How Report Card Scores Are Calculated

Overview

Seagrass transects are monitored in Tampa Bay each year by multiple resource management agencies. To support these efforts, the Tampa Bay Estuary Program coordinates an annual intercalibration training prior to the field season. This intercalibration effort ensures that all participating groups are using consistent methods and interpretations. Seagrasses are independently assessed by each group at the same locations and the results are compared using report cards. The intent of these report cards is to highlight areas where each group is doing well and where efforts could be improved to ensure consistency. This document describes how the report cards are prepared and what the scores mean.

Because there is no single external ground truth, scores are based on how consistently groups agree with each other. A group that reports values close to the cross-group average for the year earns a high score and one that deviates substantially earns a lower score.

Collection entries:
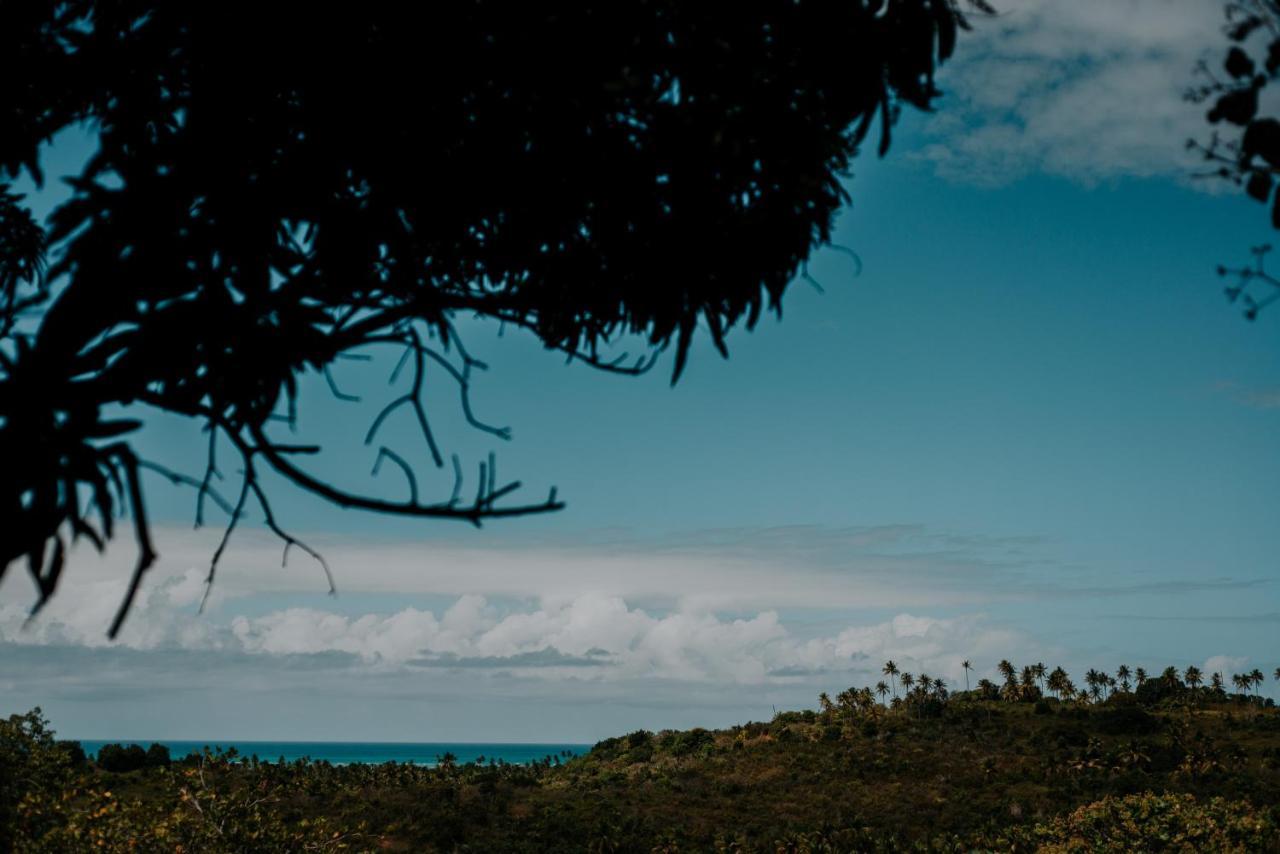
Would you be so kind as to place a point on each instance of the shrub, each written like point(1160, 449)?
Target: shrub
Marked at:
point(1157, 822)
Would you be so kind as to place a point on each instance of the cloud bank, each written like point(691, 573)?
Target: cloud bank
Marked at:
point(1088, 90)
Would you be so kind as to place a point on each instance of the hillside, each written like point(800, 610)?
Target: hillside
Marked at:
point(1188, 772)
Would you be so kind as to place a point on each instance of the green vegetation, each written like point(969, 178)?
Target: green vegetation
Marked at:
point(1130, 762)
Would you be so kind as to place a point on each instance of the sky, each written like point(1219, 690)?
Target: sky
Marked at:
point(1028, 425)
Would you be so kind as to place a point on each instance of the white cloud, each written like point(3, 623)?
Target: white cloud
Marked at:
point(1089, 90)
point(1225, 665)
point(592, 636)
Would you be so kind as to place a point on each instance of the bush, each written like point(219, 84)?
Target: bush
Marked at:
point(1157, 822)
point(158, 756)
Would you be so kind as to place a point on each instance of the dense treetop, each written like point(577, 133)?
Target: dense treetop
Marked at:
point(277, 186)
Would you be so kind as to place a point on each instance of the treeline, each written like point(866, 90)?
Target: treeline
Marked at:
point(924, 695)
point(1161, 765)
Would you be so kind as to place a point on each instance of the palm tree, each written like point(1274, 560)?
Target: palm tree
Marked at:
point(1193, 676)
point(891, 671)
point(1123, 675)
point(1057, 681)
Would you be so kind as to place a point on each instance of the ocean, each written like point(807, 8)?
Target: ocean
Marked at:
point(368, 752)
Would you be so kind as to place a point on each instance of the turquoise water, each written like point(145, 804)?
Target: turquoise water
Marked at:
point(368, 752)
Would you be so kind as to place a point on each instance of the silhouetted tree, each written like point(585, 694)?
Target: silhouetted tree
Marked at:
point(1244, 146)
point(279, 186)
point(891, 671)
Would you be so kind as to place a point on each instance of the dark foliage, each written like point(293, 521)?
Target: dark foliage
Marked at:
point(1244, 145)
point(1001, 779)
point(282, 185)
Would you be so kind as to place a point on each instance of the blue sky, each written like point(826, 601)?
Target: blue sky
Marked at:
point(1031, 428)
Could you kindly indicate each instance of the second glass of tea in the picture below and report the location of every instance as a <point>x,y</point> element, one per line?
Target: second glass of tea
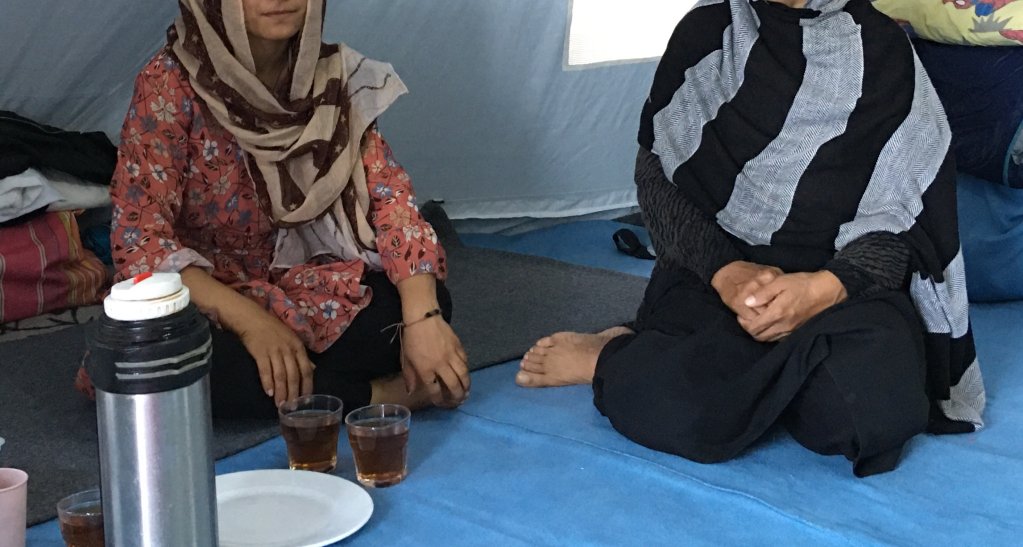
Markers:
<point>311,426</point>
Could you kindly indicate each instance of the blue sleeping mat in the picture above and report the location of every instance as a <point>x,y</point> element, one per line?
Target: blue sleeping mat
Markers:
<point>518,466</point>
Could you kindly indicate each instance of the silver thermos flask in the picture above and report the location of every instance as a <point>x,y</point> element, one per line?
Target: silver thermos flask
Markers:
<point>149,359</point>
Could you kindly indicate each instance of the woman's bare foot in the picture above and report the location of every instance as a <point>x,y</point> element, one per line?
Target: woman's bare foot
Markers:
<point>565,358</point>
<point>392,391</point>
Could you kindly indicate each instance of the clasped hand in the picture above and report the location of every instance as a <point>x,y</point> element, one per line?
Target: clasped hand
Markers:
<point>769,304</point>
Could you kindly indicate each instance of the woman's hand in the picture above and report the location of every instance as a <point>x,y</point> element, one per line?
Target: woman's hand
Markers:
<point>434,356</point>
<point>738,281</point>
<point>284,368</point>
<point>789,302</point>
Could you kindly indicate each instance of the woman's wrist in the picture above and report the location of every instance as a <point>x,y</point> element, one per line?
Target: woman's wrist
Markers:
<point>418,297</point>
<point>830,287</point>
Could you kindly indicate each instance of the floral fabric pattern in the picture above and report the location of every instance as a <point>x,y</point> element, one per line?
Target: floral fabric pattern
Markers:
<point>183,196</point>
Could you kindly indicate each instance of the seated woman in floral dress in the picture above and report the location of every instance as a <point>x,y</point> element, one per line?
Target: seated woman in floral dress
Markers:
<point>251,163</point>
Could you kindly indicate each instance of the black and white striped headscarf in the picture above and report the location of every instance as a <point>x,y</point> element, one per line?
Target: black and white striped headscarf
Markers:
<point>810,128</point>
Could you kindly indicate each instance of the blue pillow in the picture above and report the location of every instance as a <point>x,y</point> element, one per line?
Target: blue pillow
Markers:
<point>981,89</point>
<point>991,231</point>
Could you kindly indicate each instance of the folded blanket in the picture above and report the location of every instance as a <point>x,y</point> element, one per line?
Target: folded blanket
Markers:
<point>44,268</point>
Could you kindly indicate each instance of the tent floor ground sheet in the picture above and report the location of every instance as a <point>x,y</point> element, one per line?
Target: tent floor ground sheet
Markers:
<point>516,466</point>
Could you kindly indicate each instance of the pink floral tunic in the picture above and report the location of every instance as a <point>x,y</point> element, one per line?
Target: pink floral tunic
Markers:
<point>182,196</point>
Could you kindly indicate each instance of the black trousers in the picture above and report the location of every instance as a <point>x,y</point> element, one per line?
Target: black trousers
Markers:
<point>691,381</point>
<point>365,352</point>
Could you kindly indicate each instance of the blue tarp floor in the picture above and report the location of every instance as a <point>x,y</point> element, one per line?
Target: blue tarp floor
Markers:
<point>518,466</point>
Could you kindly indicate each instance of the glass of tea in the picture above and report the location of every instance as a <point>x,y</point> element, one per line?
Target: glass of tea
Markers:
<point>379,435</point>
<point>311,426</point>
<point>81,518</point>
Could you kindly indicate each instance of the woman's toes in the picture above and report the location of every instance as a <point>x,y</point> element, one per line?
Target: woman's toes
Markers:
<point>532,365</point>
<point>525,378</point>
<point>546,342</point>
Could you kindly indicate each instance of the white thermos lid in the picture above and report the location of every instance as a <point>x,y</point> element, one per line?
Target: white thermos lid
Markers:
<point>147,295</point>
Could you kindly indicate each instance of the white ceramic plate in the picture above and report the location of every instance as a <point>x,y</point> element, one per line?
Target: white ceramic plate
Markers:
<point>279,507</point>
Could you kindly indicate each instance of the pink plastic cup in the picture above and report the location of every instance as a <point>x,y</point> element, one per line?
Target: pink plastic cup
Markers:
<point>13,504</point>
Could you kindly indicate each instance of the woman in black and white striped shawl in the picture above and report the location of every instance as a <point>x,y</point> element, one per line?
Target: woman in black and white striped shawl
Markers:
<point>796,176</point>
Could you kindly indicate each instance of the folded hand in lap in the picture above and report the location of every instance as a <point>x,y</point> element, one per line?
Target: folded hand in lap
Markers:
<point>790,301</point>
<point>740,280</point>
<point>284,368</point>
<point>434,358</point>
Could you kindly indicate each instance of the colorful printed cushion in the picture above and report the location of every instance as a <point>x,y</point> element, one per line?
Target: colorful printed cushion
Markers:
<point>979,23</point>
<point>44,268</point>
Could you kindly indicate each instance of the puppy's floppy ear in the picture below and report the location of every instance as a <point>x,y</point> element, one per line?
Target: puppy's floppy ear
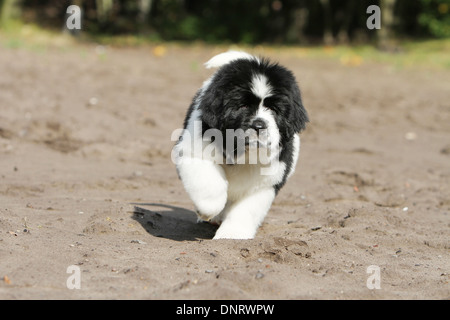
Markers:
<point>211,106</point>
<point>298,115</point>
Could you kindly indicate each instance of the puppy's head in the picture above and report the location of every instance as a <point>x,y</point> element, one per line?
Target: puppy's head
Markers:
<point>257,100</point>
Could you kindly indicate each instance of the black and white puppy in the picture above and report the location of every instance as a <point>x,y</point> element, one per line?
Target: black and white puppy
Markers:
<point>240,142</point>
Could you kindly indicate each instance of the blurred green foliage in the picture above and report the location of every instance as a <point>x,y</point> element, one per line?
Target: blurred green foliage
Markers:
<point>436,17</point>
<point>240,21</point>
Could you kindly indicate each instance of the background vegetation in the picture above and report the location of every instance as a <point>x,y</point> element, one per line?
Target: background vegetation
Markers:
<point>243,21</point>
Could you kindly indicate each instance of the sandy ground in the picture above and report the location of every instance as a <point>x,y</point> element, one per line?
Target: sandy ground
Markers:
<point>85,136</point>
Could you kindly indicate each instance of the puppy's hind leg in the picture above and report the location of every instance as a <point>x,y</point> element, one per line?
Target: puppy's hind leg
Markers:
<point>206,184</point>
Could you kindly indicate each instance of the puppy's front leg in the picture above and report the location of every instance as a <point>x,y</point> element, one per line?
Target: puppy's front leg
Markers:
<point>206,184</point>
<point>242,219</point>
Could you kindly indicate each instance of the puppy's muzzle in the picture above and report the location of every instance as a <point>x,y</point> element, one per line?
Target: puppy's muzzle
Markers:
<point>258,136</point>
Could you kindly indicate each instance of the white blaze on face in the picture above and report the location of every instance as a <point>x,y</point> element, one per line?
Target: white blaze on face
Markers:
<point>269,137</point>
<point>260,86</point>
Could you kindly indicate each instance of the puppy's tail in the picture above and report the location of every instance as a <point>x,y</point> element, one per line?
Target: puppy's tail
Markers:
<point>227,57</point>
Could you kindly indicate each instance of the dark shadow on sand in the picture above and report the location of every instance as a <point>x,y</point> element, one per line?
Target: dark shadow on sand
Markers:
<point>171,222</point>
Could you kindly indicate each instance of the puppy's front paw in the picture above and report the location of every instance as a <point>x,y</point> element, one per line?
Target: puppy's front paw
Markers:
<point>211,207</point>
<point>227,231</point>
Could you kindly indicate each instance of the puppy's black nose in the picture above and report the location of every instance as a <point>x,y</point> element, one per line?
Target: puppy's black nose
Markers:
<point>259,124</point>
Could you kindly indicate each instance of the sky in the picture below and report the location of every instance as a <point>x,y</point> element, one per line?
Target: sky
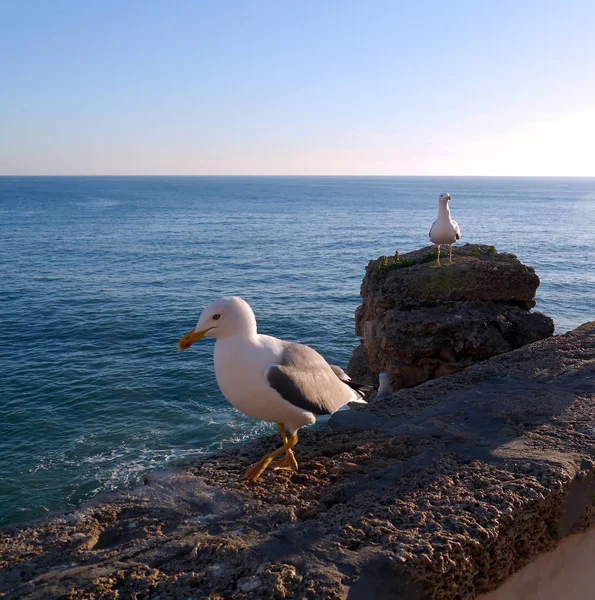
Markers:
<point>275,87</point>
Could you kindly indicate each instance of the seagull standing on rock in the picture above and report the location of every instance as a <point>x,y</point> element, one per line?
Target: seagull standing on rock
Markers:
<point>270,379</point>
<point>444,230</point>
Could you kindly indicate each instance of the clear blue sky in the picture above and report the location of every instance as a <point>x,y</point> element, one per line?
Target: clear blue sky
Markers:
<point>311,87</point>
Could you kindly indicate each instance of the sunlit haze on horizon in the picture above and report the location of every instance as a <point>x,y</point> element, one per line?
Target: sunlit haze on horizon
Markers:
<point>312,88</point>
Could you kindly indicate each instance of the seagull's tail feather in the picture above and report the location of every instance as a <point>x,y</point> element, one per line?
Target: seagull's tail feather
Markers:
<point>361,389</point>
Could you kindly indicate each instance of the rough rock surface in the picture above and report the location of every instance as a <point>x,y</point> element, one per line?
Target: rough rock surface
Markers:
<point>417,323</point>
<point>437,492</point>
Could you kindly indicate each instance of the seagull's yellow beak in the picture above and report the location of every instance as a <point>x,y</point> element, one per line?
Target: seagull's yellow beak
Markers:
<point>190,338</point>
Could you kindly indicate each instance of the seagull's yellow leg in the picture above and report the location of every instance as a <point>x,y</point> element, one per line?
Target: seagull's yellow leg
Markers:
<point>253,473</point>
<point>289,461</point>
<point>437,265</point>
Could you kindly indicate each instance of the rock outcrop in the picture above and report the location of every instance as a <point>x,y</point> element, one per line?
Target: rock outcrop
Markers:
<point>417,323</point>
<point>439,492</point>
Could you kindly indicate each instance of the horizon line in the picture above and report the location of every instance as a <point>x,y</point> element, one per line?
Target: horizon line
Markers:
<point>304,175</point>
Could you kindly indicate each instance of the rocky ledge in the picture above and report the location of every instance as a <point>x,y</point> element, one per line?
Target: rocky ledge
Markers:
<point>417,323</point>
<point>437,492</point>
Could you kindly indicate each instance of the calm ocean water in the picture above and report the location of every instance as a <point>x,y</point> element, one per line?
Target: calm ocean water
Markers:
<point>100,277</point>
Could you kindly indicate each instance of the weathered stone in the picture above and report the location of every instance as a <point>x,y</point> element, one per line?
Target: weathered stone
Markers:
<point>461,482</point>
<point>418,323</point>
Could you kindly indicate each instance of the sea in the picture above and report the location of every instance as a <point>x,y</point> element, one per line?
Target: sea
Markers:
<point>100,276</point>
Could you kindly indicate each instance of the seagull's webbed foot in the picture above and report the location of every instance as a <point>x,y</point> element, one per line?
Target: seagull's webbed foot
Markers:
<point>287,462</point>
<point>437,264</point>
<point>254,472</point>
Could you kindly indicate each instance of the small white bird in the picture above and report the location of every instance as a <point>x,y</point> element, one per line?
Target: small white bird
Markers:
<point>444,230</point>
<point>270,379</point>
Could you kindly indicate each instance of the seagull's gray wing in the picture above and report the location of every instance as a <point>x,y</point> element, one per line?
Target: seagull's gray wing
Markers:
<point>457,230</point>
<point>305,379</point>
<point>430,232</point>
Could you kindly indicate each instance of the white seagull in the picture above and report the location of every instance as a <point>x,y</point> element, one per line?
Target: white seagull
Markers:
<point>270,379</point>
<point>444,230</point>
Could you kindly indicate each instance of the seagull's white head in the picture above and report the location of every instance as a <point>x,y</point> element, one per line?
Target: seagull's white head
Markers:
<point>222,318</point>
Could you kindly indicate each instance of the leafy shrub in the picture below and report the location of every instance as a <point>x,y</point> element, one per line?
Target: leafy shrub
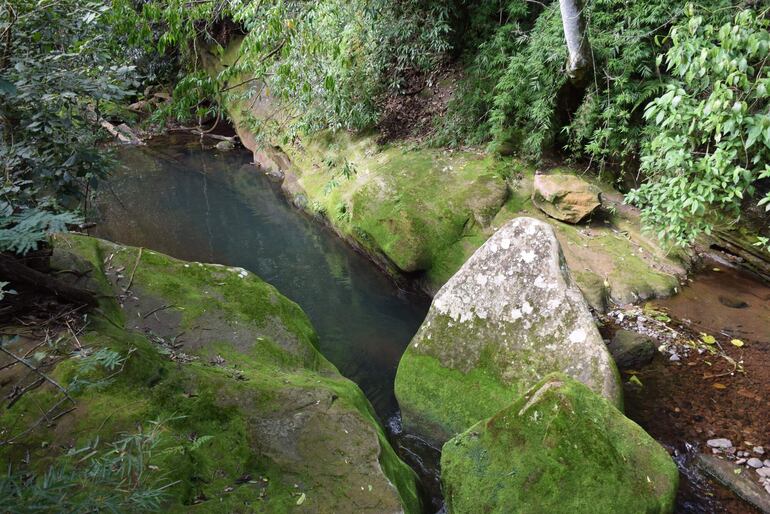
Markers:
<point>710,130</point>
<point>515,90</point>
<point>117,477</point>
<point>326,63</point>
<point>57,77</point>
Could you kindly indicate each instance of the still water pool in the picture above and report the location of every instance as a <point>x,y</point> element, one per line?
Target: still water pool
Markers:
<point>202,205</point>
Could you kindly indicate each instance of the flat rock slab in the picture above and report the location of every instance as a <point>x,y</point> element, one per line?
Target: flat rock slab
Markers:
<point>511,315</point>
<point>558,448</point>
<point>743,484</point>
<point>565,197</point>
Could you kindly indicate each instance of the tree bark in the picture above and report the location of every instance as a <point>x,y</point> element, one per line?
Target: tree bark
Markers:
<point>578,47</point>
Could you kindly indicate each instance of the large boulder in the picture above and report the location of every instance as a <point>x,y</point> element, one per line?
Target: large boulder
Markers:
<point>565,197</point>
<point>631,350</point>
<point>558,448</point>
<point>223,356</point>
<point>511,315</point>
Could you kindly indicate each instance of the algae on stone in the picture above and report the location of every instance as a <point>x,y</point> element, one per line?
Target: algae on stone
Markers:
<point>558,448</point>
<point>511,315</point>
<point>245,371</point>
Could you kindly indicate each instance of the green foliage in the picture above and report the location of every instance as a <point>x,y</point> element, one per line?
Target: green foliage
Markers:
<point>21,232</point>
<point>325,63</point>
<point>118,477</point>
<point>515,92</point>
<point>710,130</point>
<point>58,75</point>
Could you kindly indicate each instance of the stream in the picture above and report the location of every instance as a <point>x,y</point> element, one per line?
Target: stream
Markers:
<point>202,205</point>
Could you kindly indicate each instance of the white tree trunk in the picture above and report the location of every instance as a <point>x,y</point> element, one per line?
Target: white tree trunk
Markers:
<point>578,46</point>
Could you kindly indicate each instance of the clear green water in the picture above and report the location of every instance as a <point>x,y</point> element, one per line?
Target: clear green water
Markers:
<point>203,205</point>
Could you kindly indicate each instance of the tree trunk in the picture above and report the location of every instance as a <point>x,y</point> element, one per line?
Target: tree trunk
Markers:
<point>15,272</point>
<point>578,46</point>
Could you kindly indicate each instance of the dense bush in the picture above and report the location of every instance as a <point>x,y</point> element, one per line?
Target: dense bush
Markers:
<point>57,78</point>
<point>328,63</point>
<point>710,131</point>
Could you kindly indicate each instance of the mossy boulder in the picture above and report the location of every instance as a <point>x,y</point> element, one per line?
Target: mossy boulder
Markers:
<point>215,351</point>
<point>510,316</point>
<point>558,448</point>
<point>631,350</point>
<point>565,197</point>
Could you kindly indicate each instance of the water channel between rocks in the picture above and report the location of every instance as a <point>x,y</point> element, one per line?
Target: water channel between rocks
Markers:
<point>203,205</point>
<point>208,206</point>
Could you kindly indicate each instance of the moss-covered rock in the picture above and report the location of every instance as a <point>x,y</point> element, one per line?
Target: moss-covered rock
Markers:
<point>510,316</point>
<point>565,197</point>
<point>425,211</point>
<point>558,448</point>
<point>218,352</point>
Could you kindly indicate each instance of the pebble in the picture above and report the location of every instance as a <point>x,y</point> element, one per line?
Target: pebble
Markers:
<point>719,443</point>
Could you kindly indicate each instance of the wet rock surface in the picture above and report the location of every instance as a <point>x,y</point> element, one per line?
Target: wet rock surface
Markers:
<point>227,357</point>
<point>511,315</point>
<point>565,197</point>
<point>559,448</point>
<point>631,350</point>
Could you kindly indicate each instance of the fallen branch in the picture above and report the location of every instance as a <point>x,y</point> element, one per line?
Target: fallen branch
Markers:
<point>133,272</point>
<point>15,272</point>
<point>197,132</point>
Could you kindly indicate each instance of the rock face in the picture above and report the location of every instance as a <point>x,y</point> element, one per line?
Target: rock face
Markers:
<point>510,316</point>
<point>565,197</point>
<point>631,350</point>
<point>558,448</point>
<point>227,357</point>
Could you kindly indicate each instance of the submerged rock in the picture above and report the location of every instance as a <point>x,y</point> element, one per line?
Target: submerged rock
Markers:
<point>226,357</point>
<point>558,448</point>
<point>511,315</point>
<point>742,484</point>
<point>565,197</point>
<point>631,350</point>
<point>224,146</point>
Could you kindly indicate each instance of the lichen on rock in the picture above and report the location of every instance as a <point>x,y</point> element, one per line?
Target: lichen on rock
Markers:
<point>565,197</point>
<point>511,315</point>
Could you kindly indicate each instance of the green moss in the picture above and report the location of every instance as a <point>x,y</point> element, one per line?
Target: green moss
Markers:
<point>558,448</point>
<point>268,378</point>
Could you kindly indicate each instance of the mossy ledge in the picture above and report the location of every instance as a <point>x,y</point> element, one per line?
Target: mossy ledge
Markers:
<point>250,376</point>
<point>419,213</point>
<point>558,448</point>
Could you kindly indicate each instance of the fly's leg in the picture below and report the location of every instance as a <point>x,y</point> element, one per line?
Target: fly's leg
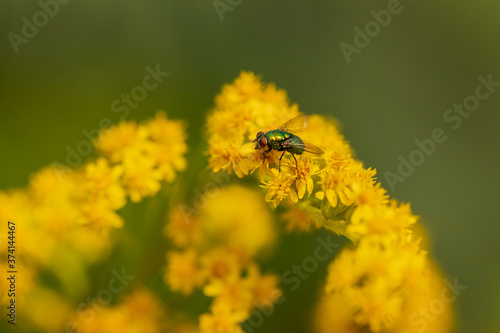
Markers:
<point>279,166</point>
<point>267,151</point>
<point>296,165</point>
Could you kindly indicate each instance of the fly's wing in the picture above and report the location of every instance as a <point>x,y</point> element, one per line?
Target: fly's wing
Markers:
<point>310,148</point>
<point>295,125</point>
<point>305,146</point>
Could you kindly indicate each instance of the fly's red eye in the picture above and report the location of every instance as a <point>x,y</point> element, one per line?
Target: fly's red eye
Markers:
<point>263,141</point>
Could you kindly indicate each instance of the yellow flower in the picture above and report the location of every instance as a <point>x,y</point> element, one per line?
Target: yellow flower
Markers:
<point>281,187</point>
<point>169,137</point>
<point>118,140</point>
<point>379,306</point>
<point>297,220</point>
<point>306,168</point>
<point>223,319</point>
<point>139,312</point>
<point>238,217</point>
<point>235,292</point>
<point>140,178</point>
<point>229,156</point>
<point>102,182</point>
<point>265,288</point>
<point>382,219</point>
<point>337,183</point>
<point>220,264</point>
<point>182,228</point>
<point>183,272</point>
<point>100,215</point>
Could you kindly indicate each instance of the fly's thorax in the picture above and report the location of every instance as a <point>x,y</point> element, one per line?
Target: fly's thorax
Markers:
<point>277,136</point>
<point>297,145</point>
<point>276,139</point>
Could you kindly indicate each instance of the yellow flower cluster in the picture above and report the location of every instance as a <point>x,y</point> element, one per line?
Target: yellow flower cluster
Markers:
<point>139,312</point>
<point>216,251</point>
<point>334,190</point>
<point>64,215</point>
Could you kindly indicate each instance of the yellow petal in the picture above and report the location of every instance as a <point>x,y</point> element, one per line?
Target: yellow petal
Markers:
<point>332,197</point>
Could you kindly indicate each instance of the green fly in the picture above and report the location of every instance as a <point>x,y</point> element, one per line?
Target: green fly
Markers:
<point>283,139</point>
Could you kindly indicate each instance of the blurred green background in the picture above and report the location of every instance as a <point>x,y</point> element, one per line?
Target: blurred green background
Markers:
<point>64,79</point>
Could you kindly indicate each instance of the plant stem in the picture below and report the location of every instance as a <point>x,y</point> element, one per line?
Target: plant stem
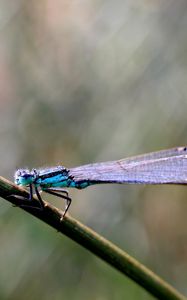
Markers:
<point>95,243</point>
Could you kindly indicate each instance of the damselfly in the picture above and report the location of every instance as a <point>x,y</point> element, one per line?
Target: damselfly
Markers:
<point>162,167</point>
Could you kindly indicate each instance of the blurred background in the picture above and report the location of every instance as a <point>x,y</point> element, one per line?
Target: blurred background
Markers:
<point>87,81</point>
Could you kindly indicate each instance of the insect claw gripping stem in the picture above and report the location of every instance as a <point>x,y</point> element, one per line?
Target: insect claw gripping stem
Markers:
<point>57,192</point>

Work to complete:
1. According to the seagrass report card text, which organization coordinates the annual intercalibration training?
2. Using the seagrass report card text, explain why scores are based on how well the groups agree with one another.
3. Please carry on the seagrass report card text from its last sentence.
None of the items are needed for these tasks.

Responses per task:
1. The Tampa Bay Estuary Program.

2. There is no single external ground truth to compare against, so scores reflect how consistently the groups agree with each other. A group reporting values close to the year's cross-group average earns a high score, while one that deviates substantially earns a lower score.

3.
Scores are calculated for three field measurements for each seagrass species:

Abundance: Braun-Blanquet (BB) cover category (0 = No cover, 0.1 = Solitary, 0.5 = Few, 1 = <5%, 2 = 5-25%, 3 = 25-50%, 4 = 51-75%, 5 = 76-100%)
Blade Length: average blade length in cm
Short Shoot Density: shoots per m²

Whether each group correctly identified which species were present is also factored into the abundance score. These three metric scores are averaged into an overall total score, which is then converted to a letter grade.

Note that “transect” is used herein to describe the intercalibration sites during training, which are quadrats at fixed locations. For the actual transect sampling, sites are set meter marks along a transect line.

The following steps below outline the key methods used to calculate group scores. The main points are:

Species identified by at least two groups count towards the “true” species list.
Scores are based on consensus among groups. Groups that deviate from the consensus (using deviation from the average) receive lower scores.
Scores consider variability across transects. Deviations for a metric where variability is high across transects aren’t weighed as heavily when calculating the score. Likewise, deviations for metrics with lower variability are penalized more heavily.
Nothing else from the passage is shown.